Worrying about all the news on the new coronavirus and the illness it causes? Well, that makes good sense. If you’re wondering how to cope with anxious feelings that are surfacing, this blog post can guide you through steps that may be helpful to many people.
If you often struggle with anxiety, worries about your health, or obsessive thoughts and actions, you might need additional assistance, as I’ll explain in a later post.
Steady yourself around worries about the new coronavirus
Knowing how to manage your own anxiety always takes a little thought. Ask and answer these questions:
- What typically happens to your body when worries mount?
- How worried are you?
- What do you fear the most?
- What usually helps you handle worries?
When anxiety rises because we’re facing a distressing threat like the new coronavirus, we need to focus on what tends to work for us to ease anxiety — that, plus doing a little bit more of some actions and a little bit less of others.
Keep these thoughts in mind. You’re fully prepared to help yourself. You can take steps to calm and steady yourself. Remember what works for you — because as fellow humans we’re not so dissimilar, but we do tend to have our own preferences and best practices.
Try doing these things more
- Connect with friends and loved ones through video chats, phone calls, texting, and email. It really helps to feel the strength of your connections to your friends and loved ones, even though you may not be with them in person.
- Stick with sources of credible medical information, so you can avoid misinformation about the virus and the illness it causes.

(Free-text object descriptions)

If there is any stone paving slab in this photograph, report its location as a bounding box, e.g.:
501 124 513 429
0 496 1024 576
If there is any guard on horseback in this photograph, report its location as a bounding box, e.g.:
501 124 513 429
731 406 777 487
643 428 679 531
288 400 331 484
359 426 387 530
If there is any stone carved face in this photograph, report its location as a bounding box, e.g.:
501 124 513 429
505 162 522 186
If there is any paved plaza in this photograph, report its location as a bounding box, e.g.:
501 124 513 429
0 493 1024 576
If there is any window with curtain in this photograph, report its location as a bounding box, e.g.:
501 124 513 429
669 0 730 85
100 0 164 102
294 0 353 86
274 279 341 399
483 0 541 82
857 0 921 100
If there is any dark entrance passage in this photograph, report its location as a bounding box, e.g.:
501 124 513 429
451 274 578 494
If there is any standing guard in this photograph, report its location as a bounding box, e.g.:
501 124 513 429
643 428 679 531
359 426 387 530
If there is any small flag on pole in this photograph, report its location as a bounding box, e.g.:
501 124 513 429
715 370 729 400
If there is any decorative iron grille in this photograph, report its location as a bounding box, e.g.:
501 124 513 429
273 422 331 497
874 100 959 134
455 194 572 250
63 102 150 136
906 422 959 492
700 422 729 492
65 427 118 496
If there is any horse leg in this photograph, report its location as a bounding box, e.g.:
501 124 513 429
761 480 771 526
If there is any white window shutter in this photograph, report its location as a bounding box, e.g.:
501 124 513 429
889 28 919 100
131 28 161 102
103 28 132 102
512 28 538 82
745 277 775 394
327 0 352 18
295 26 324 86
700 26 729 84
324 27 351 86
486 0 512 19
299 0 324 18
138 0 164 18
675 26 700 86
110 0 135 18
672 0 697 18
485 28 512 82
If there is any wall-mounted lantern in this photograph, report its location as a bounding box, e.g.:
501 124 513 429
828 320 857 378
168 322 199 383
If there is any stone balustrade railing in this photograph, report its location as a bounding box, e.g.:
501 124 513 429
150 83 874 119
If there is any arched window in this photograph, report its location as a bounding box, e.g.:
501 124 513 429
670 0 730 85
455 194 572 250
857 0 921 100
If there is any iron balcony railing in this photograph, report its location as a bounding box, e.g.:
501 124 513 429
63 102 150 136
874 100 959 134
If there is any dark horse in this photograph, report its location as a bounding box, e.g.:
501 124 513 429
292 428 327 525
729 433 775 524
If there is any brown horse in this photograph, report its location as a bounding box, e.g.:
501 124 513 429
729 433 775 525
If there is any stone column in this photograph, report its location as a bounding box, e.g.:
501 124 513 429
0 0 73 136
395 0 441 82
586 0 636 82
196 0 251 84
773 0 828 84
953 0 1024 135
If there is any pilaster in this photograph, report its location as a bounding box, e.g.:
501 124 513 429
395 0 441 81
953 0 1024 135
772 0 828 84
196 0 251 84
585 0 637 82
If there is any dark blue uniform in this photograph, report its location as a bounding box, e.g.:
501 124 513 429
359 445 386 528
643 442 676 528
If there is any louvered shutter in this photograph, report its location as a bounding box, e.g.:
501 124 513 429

TASK REQUIREMENTS
(A) Which four ways of staying in touch with friends and loved ones does the text on coronavirus anxiety list?
(B) Go on with the text on coping with coronavirus worries, picking up after its last sentence.

RESPONSES TO THE TASKS
(A) Video chats, phone calls, texting, and email.

(B)
Try doing these things less
Please don’t overdose on hype or worry or misinformation. I get some regular updates from credible sources in the morning and check again briefly toward the end of the day. There’s no need to stay tuned in 24/7 — it can actually make your anxiety much, much worse.
Take practical steps to lessen risk of catching the new coronavirus
Three healthy, sensible steps we can all take:
- Avoid unnecessary travel and crowds.
- Wash your hands often with soap and water (or an alcohol-based hand sanitizer) for 20 seconds (see video).
- Keep your hands away from your face, especially your eyes, mouth, and nose.
Many people infected by the coronavirus develop symptoms like a fever and dry cough during the incubation period. However, some people may not seem symptomatic. The virus can spread when an infected person coughs or sneezes. Viral droplets that travel several feet through the air may be breathed in or — much more likely — may land on surfaces that other people touch, such as a door handle or elevator button.